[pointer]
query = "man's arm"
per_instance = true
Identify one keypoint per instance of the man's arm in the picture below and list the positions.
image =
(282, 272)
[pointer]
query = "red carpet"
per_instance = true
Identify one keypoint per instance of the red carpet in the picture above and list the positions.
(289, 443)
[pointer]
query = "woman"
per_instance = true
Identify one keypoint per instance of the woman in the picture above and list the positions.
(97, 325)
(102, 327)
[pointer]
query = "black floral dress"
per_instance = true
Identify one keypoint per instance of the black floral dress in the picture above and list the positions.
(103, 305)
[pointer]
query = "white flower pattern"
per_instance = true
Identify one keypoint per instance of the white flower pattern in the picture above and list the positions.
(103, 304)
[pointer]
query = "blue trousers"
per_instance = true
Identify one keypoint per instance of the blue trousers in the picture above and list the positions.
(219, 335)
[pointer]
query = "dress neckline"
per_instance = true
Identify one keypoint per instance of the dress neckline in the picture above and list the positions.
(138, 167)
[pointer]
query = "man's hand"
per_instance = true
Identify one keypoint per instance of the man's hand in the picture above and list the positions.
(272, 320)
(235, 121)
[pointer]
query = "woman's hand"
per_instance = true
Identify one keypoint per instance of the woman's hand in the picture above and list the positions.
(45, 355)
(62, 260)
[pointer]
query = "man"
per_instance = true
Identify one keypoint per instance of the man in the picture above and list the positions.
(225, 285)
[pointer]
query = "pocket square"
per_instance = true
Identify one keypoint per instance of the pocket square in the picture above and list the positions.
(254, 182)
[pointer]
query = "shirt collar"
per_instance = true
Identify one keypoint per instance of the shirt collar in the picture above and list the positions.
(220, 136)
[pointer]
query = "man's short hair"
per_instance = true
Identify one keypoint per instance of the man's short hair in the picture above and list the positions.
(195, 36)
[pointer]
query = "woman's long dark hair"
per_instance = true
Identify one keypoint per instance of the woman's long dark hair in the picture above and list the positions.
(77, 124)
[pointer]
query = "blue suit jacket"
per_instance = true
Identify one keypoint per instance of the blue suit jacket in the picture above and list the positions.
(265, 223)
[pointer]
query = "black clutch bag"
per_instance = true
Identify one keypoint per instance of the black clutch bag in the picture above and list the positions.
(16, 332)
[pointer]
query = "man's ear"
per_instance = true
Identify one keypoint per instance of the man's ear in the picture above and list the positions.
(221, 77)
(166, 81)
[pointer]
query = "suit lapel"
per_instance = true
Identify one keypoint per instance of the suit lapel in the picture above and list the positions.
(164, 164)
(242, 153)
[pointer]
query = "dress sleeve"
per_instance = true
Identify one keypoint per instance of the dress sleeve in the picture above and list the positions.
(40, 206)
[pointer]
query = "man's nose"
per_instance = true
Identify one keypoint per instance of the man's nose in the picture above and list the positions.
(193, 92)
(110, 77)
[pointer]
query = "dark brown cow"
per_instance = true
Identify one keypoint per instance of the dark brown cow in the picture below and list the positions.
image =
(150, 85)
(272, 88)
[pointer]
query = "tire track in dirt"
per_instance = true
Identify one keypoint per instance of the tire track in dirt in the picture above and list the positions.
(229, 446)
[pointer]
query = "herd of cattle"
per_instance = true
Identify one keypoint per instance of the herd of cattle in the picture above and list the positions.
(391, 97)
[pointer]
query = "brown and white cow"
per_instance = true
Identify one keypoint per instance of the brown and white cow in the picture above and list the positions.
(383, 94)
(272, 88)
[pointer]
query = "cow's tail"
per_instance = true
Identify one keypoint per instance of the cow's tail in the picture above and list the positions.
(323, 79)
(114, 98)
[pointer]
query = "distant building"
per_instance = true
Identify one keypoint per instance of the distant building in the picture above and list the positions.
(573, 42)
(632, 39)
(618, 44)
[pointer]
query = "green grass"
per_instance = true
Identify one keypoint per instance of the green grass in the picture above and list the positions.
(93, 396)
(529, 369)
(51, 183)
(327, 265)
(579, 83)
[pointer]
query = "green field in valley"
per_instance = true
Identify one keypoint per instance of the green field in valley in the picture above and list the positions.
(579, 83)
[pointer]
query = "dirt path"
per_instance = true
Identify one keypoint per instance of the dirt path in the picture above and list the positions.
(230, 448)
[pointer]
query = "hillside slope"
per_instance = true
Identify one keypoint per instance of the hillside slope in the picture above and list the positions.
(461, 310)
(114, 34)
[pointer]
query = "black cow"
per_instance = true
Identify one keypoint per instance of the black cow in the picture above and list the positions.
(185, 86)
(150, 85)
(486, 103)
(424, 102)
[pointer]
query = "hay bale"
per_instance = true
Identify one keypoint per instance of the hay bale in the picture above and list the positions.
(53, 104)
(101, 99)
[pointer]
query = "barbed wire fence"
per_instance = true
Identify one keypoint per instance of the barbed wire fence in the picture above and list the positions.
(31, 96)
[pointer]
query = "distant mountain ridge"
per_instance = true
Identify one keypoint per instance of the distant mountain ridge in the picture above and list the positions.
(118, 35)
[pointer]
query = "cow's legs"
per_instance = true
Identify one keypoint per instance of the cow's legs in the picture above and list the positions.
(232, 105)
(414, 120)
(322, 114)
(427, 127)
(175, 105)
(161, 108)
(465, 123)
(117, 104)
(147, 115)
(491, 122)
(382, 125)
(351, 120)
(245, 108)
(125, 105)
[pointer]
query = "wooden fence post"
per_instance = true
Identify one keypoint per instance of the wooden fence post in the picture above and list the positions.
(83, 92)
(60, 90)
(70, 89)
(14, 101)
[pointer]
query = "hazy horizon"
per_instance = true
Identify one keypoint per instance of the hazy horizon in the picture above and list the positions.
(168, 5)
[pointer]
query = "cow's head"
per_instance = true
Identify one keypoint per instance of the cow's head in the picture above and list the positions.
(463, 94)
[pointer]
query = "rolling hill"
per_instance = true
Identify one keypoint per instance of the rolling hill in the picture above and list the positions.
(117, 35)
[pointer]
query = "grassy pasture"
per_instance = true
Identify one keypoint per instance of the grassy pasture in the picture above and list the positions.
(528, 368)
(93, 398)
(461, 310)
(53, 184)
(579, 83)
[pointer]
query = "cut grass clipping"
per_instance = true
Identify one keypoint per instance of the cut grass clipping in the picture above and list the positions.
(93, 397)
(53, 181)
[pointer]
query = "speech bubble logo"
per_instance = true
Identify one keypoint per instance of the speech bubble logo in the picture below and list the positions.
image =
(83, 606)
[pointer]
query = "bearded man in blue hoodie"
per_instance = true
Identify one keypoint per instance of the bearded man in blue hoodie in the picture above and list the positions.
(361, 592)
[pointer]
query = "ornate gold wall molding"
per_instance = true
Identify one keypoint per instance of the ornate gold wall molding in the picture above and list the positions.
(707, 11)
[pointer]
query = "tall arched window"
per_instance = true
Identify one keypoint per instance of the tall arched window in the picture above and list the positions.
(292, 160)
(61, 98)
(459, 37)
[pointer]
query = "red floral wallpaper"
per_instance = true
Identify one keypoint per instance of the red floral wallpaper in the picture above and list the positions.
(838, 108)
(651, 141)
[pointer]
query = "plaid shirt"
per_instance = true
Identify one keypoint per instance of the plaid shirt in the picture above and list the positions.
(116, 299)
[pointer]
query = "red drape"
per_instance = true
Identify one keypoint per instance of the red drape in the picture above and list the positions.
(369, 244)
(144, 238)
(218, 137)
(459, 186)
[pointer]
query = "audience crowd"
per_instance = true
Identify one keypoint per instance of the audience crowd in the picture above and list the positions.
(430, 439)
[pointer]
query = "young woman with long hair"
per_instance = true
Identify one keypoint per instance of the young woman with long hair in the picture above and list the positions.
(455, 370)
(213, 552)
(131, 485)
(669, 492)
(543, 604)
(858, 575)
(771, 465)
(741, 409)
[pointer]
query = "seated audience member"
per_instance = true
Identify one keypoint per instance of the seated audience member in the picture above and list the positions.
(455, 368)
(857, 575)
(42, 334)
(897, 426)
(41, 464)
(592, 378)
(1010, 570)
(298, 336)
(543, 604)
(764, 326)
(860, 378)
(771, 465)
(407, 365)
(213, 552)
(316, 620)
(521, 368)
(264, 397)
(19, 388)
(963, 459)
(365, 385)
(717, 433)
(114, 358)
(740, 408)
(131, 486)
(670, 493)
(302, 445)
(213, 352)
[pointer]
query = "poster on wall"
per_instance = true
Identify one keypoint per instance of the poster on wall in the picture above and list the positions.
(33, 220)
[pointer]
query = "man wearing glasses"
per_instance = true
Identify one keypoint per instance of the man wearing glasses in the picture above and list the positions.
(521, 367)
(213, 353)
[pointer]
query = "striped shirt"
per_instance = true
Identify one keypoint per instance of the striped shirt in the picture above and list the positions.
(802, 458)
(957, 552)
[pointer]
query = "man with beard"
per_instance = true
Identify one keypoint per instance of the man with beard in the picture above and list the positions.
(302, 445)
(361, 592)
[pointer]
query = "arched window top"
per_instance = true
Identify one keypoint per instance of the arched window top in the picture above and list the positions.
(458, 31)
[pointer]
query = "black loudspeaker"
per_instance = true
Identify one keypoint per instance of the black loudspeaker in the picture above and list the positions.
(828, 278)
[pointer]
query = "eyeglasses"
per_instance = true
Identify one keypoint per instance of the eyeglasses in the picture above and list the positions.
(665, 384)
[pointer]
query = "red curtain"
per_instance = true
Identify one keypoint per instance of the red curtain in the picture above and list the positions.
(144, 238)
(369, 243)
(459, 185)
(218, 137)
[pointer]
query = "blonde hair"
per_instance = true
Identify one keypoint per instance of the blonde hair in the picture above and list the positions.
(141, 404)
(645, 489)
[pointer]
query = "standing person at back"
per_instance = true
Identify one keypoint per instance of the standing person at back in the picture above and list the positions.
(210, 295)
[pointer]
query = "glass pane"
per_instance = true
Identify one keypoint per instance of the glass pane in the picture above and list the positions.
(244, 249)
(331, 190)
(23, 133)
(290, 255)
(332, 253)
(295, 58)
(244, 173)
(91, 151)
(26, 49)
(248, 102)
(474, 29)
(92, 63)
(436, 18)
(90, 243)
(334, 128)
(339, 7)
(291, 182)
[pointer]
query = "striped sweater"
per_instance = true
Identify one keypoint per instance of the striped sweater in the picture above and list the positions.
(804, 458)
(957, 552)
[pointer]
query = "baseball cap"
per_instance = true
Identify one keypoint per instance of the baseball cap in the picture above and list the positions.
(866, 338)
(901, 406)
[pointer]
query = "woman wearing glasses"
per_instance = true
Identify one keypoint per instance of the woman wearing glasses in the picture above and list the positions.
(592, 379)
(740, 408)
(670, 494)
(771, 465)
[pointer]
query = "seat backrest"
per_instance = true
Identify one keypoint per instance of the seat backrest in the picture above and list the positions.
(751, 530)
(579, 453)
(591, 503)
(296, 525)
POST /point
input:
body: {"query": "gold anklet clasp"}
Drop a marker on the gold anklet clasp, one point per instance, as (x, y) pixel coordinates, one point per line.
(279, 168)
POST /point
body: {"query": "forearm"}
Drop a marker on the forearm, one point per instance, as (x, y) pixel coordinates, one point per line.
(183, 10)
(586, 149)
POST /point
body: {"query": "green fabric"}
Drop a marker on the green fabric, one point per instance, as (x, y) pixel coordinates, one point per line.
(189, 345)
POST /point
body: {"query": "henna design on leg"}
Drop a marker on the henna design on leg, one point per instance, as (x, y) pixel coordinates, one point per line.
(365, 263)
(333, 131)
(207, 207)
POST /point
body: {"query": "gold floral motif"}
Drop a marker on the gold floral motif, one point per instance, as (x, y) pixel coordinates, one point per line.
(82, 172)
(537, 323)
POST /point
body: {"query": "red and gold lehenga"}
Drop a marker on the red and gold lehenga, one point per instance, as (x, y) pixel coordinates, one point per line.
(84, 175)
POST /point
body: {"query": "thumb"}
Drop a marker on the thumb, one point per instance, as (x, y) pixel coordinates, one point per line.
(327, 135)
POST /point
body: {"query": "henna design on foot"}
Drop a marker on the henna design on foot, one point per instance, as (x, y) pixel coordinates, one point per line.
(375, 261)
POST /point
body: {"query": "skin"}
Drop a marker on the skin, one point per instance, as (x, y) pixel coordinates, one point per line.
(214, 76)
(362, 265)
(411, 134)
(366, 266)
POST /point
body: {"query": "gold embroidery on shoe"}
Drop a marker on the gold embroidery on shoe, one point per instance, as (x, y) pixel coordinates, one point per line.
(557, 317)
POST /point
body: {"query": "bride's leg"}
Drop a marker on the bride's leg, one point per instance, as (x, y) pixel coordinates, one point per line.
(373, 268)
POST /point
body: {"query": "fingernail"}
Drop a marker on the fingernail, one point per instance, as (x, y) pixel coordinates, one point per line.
· · · ·
## EXERCISE DETAILS
Count the lines in the material above that contain the string "sweater", treating uppercase and lowercase as different. Reply with the number only.

## RESPONSE BELOW
2